> INSTRUCTIONS FOR THE TASK: Tally the lines of the records that contain the string "white", treating uppercase and lowercase as different. Reply with the count alone.

> INPUT MATERIAL:
====
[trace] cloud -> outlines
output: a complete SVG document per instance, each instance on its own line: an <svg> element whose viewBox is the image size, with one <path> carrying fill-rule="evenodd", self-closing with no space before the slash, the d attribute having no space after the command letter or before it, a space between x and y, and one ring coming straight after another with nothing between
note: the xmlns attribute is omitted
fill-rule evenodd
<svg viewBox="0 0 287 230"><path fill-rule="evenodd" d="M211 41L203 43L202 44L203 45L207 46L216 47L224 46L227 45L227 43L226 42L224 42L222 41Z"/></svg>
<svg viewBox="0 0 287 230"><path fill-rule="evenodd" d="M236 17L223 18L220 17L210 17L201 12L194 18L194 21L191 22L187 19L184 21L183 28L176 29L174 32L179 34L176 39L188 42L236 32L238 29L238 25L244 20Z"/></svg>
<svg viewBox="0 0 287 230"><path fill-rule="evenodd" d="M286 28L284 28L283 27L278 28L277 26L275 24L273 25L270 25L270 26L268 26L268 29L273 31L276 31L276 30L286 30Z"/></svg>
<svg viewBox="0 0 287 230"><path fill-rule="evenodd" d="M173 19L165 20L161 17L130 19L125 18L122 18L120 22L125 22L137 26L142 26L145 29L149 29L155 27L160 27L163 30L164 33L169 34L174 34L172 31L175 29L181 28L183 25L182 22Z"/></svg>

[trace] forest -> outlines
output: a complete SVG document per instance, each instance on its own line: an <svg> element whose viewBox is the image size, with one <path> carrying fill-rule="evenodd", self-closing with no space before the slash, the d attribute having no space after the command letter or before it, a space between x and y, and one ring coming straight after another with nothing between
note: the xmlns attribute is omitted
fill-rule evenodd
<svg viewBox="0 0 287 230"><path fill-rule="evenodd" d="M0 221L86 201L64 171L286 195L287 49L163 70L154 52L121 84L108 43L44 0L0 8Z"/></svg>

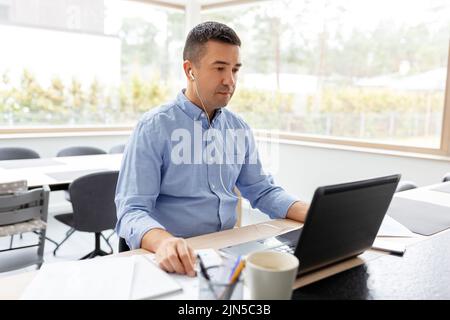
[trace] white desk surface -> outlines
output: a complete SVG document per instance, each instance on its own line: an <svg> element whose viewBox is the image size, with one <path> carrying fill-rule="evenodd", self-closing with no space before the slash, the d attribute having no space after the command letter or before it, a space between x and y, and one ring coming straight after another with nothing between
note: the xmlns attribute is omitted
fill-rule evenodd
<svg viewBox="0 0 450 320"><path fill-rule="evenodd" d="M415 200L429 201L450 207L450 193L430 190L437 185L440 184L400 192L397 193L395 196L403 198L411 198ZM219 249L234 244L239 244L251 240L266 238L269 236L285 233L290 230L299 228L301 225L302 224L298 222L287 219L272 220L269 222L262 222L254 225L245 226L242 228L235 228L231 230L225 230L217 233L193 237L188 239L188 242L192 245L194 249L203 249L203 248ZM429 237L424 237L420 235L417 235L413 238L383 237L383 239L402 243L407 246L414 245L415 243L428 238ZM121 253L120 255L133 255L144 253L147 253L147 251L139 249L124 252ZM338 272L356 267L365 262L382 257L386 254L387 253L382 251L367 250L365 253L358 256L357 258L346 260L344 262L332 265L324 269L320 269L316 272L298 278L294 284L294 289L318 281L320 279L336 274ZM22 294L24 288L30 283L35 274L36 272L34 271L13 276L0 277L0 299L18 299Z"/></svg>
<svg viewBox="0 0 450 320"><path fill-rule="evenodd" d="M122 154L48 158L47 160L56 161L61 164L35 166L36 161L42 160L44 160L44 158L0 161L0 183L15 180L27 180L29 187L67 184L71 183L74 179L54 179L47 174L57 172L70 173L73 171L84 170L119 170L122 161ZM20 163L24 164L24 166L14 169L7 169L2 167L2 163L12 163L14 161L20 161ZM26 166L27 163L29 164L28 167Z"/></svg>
====
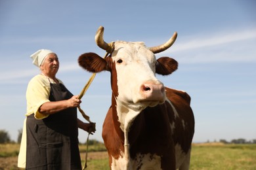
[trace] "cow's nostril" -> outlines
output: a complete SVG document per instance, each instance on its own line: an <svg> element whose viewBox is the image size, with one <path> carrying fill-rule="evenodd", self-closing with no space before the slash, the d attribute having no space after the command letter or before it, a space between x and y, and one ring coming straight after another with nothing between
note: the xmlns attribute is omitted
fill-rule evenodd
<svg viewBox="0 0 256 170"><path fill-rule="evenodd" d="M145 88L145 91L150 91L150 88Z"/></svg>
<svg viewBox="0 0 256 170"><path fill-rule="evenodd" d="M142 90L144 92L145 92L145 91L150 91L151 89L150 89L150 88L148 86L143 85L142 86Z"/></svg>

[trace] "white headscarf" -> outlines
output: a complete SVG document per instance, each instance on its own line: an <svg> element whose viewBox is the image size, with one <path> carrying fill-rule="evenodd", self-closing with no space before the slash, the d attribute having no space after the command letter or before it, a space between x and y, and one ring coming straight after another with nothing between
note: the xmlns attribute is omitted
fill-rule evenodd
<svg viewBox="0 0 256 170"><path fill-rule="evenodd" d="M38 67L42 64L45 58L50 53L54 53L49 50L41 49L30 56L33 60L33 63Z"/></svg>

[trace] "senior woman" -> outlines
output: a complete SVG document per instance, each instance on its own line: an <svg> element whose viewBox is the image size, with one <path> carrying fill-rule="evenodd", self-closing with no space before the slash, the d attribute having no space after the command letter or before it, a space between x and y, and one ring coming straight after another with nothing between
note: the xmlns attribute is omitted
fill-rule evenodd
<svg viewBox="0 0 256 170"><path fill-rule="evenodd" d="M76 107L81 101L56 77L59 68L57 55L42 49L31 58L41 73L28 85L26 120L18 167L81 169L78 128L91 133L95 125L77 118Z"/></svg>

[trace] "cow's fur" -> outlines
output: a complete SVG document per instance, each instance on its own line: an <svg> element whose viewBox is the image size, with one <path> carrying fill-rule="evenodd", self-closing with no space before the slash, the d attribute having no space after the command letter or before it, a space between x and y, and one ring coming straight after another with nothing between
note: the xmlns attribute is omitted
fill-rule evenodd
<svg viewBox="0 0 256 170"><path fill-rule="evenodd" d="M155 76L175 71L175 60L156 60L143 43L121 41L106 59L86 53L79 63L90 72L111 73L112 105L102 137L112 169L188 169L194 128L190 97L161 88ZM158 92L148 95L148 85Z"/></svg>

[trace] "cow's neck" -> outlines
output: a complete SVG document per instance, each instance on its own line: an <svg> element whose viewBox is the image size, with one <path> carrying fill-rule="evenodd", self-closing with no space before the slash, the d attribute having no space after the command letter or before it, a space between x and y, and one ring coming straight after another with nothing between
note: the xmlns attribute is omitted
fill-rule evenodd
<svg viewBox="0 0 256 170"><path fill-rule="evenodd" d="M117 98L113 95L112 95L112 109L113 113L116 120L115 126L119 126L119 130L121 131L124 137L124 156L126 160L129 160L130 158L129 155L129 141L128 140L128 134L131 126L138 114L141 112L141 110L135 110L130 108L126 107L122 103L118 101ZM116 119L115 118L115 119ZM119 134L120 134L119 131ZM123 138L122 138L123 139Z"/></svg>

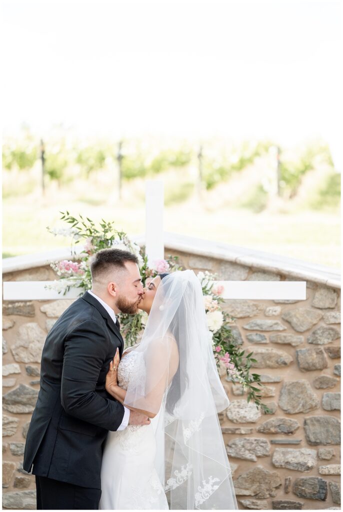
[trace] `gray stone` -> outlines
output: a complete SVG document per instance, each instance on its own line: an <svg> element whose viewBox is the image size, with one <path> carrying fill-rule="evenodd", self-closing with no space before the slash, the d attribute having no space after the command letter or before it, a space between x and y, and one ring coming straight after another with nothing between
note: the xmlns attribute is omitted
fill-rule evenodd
====
> OUTPUT FOR THIS EXERCISE: 2